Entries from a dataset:
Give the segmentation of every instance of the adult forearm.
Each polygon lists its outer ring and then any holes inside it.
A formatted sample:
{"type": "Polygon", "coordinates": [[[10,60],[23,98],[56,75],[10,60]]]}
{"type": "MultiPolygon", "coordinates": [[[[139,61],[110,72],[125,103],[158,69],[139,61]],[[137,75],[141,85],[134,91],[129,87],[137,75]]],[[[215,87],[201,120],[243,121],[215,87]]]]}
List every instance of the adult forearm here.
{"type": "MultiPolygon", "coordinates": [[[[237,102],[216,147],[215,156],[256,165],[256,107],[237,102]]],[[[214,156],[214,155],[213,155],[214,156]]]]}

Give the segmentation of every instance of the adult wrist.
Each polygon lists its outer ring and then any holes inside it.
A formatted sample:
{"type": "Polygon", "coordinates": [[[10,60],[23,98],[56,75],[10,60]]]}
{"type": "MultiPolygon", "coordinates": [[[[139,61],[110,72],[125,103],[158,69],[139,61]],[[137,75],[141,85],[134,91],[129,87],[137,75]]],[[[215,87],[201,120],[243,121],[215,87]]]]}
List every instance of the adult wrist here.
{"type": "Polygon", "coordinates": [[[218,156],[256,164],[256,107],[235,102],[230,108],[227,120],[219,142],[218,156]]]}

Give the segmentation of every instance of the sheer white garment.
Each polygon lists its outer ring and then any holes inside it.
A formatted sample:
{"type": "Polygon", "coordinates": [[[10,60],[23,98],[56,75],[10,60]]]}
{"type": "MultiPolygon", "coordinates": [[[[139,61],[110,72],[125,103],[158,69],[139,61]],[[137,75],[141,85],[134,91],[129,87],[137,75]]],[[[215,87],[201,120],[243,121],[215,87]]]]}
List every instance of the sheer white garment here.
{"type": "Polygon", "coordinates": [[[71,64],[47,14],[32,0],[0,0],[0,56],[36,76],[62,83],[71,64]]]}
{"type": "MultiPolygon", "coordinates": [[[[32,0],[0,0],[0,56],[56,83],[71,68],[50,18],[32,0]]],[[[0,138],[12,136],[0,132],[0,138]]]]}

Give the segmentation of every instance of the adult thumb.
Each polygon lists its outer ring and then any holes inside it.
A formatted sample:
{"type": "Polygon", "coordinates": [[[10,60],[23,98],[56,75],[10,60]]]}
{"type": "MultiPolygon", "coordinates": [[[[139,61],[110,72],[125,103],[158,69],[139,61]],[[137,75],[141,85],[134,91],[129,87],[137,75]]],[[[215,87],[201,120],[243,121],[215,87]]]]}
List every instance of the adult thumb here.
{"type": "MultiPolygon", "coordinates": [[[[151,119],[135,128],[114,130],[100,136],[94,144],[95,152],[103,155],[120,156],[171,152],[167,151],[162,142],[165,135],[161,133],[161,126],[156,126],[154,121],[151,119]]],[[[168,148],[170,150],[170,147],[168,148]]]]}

GIVEN INSTRUCTION
Please output the entries from the line with "Give the segmentation of every instance of the sheer" through the end of the entries as a two-column CSV with the columns instruction and response, one row per entry. Put each entry's text and its answer in a single quoted field, with line breaks replaced by spaces.

RESPONSE FOR THIS EXERCISE
instruction,response
"Give the segmentation of every instance of the sheer white garment. Each polygon lists its outer ring and then any holes inside it. A formatted sample: {""type"": ""Polygon"", ""coordinates"": [[[10,60],[23,98],[56,75],[10,60]]]} {""type"": ""MultiPolygon"", ""coordinates"": [[[[139,61],[110,72],[125,103],[158,69],[139,61]],[[137,75],[141,85],[134,91],[129,87],[137,75]]],[[[215,87],[201,120],[243,121],[215,87]]]]} List every instance of the sheer white garment here.","{""type"": ""Polygon"", ""coordinates"": [[[71,64],[47,14],[32,0],[0,0],[0,56],[36,76],[62,83],[71,64]]]} {""type"": ""MultiPolygon"", ""coordinates"": [[[[32,0],[0,0],[0,56],[56,83],[71,68],[50,18],[32,0]]],[[[0,138],[12,136],[0,132],[0,138]]]]}"
"Give the segmentation of every instance of the adult thumb. Each polygon lists its outer ring and then any holes inside it. A formatted sample: {""type"": ""Polygon"", ""coordinates"": [[[10,60],[23,98],[56,75],[10,60]]]} {""type"": ""MultiPolygon"", ""coordinates"": [[[[139,61],[110,72],[125,103],[158,69],[139,61]],[[137,75],[141,85],[134,91],[129,87],[137,75]]],[[[215,87],[201,120],[243,121],[215,87]]]]} List every instance of the adult thumb here.","{""type"": ""MultiPolygon"", ""coordinates"": [[[[151,119],[135,128],[114,130],[100,136],[94,144],[95,152],[103,155],[120,156],[171,152],[167,151],[162,142],[165,135],[161,133],[161,126],[156,126],[154,121],[151,119]]],[[[168,148],[170,150],[170,147],[168,148]]]]}"